__Page excerpt__.
So let's try to calculate this for a thick spherical shell centered at the origin, with inner radius $a$ and outer radius $b$. In this case, the boundary of my volume has two parts: an inner boundary at $r = a$, with normal vector $\hat{n} = - \hat{r}$, and an outer boundary at $r = b$, with normal vector $\hat{n} = \hat{r}$. The surface integral of $\vec{E}$ over the boundary is then $$ \oint_{\partial V} \vec{E} \cdot d\vec{A} = \oint_{r = a} \left( \frac{\hat{r}}{r^3} \right) \cdot (-\hat{r}\, dA) + \oint_{r = b} \left( \frac{\hat{r}}{r^3} \right) \cdot (\hat{r}\, dA) \\= -\oint_{r = a} \left( \frac{1}{a^3} \right) dA + \oint_{r = b} \frac{1}{b^3} dA \\ = - \frac{4 \pi a^2}{a^3} + \frac{4 \pi b^2}{b^3} \\ = 4 \pi \left( \frac{1}{b} - \frac{1}{a} \right) \neq 0. $$ So as we can see, it cannot be the case that the divergence of the vector field $\vec{E} = \hat{r}/r^3$ is zero, because this integral never vanishes.

__Goal__. Extend the spherical shell calculation by writing what comes next after its final sentence.

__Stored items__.
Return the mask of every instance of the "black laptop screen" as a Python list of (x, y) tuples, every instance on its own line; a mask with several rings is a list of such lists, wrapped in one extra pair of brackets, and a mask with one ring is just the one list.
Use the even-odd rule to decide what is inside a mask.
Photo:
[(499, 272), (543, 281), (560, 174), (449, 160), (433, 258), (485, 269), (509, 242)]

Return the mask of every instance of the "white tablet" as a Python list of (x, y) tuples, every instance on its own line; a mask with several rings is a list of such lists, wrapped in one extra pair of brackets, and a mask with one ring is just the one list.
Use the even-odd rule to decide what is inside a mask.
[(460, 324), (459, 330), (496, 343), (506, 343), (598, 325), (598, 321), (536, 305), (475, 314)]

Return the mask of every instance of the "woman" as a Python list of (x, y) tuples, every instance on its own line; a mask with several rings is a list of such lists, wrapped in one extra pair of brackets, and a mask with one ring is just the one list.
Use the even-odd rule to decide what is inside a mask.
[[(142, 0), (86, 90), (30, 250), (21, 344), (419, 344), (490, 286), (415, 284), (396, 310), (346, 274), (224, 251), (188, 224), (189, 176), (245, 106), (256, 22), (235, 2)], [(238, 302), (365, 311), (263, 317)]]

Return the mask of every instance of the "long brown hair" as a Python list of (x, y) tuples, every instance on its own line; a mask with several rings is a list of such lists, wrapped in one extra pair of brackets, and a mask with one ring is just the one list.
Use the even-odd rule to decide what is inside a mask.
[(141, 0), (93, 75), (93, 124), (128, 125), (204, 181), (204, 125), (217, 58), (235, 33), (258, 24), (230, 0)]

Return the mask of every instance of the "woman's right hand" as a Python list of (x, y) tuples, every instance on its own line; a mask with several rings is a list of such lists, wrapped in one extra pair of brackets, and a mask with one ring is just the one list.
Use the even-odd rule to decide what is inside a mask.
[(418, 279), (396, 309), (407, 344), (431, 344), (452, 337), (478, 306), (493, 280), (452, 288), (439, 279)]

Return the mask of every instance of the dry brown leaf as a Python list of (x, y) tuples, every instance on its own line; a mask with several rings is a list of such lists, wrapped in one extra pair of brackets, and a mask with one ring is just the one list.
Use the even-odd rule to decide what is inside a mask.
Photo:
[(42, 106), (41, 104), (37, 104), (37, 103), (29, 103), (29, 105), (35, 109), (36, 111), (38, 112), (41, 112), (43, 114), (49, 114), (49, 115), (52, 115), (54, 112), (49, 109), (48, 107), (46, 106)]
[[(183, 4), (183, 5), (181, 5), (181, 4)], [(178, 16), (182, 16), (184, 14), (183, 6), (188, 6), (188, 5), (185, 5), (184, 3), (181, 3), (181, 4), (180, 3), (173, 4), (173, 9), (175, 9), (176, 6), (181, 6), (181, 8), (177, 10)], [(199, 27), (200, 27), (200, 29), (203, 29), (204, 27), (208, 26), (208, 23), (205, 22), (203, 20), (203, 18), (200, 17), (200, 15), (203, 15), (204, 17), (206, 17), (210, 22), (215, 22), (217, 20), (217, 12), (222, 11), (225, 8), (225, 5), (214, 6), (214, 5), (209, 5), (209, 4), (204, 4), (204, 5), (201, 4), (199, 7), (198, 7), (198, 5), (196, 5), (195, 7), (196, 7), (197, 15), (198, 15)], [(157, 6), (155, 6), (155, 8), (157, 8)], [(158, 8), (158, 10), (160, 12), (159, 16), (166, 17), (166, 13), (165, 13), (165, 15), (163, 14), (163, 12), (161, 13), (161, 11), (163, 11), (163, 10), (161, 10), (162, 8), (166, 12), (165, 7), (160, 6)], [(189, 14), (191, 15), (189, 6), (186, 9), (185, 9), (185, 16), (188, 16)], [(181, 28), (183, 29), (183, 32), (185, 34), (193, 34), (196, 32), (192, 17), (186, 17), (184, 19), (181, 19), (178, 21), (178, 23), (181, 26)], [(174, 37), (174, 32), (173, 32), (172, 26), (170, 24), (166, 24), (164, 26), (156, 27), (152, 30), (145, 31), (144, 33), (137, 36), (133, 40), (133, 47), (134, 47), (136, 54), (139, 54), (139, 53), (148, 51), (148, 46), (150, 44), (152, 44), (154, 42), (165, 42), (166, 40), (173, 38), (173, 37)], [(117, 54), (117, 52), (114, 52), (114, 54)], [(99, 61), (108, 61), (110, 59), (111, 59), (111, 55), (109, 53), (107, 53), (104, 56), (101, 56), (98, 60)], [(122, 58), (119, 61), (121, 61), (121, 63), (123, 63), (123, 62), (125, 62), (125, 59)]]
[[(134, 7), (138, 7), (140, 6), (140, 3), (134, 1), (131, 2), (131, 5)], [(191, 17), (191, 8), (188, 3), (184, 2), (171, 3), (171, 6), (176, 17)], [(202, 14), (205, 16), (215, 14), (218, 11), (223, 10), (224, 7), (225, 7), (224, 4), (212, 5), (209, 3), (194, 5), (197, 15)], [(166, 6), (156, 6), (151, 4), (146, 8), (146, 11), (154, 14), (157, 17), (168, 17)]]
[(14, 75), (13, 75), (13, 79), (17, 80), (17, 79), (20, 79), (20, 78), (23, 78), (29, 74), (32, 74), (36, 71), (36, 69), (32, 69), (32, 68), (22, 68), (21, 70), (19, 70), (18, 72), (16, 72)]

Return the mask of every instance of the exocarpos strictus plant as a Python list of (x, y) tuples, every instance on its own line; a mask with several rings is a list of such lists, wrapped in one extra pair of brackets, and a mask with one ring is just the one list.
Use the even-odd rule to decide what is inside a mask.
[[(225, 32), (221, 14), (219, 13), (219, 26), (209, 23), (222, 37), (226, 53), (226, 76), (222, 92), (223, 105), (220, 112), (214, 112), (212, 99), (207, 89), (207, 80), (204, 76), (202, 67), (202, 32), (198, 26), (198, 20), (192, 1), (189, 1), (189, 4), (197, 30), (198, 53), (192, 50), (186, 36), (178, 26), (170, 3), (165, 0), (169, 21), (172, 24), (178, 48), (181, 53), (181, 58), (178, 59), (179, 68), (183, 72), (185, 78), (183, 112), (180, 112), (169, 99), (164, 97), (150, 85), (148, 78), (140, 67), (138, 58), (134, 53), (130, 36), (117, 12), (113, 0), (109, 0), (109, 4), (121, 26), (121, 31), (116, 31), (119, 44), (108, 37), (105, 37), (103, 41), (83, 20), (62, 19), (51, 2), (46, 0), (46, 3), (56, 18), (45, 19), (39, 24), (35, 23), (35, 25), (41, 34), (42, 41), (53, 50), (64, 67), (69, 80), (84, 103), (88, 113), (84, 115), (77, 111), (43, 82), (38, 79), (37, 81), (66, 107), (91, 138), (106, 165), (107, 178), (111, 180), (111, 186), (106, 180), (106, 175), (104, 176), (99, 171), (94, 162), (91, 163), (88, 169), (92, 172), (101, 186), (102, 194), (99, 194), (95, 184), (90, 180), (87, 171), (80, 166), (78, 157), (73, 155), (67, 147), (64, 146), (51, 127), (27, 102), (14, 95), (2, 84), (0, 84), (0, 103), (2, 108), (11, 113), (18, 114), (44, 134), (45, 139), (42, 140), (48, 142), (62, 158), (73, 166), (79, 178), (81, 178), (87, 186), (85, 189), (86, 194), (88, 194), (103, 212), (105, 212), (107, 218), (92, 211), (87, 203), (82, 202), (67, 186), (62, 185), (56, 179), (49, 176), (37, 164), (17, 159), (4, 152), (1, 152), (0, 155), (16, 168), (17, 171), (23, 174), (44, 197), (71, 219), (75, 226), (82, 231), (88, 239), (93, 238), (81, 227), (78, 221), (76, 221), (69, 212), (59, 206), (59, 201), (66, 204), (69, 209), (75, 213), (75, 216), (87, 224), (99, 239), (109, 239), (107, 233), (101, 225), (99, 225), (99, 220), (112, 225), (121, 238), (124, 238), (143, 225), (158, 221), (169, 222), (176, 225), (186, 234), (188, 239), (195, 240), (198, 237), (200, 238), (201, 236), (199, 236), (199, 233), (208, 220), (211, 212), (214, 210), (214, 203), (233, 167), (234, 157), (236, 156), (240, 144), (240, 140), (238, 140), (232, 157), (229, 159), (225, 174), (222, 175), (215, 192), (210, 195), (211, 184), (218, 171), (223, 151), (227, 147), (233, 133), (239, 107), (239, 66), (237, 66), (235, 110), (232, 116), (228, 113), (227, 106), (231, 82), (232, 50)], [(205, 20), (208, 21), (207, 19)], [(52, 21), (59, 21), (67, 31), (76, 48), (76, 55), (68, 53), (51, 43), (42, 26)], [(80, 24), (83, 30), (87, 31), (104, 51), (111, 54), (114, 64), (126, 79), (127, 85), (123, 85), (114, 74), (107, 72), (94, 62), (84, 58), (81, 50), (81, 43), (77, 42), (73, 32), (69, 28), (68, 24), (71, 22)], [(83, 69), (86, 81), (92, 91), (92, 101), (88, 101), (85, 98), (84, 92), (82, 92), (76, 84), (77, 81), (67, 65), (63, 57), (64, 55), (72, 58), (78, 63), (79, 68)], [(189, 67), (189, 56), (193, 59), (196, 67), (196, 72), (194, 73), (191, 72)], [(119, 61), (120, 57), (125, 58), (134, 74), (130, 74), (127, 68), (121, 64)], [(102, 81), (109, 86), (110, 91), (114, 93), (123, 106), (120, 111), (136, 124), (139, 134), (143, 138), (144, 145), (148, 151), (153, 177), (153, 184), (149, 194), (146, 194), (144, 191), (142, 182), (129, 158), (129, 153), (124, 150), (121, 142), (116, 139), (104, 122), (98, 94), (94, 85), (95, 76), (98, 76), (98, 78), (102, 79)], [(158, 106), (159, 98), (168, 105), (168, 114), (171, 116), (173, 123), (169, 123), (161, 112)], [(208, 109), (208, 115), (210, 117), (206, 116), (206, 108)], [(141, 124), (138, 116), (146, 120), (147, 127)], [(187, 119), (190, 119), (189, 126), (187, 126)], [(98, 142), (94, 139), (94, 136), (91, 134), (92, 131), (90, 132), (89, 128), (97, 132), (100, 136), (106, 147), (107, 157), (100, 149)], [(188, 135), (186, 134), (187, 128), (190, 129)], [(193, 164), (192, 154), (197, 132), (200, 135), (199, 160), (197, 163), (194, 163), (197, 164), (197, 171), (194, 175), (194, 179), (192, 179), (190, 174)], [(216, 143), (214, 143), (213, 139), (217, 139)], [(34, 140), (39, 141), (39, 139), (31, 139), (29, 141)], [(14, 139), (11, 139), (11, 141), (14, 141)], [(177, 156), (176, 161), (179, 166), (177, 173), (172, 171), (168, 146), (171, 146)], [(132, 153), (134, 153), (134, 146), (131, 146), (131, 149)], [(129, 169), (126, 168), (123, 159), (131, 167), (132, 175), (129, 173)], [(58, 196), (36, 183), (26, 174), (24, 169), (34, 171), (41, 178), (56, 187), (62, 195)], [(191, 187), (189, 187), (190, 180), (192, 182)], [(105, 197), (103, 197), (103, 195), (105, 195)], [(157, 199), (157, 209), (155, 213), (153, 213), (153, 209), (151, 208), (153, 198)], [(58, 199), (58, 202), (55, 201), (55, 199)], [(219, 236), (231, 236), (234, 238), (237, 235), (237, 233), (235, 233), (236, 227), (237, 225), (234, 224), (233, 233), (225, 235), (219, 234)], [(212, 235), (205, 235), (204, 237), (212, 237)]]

__Response for this exercise__.
It should also be a bit clearer from this argument why the case of of $\vec{E} = \hat{r}/r^2$ is special: in that case, the $r^2$ behavior of the surface area exactly cancels out the $1/r^2$ behavior of the vector field, and so we have $$ \oint_{\partial V} \vec{E} \cdot d\vec{A} = \oint_{r = a} \left( \frac{\hat{r}}{r^3} \right) \cdot (-\hat{r}\, dA) + \oint_{r = b} \left( \frac{\hat{r}}{r^3} \right) \cdot (\hat{r}\, dA) \\ = - \frac{4 \pi a^2}{a^2} + \frac{4 \pi b^2}{b^2} =0. $$ The above argument then makes it plausible, at least, that the divergence of this vector field is zero at points other than the origin.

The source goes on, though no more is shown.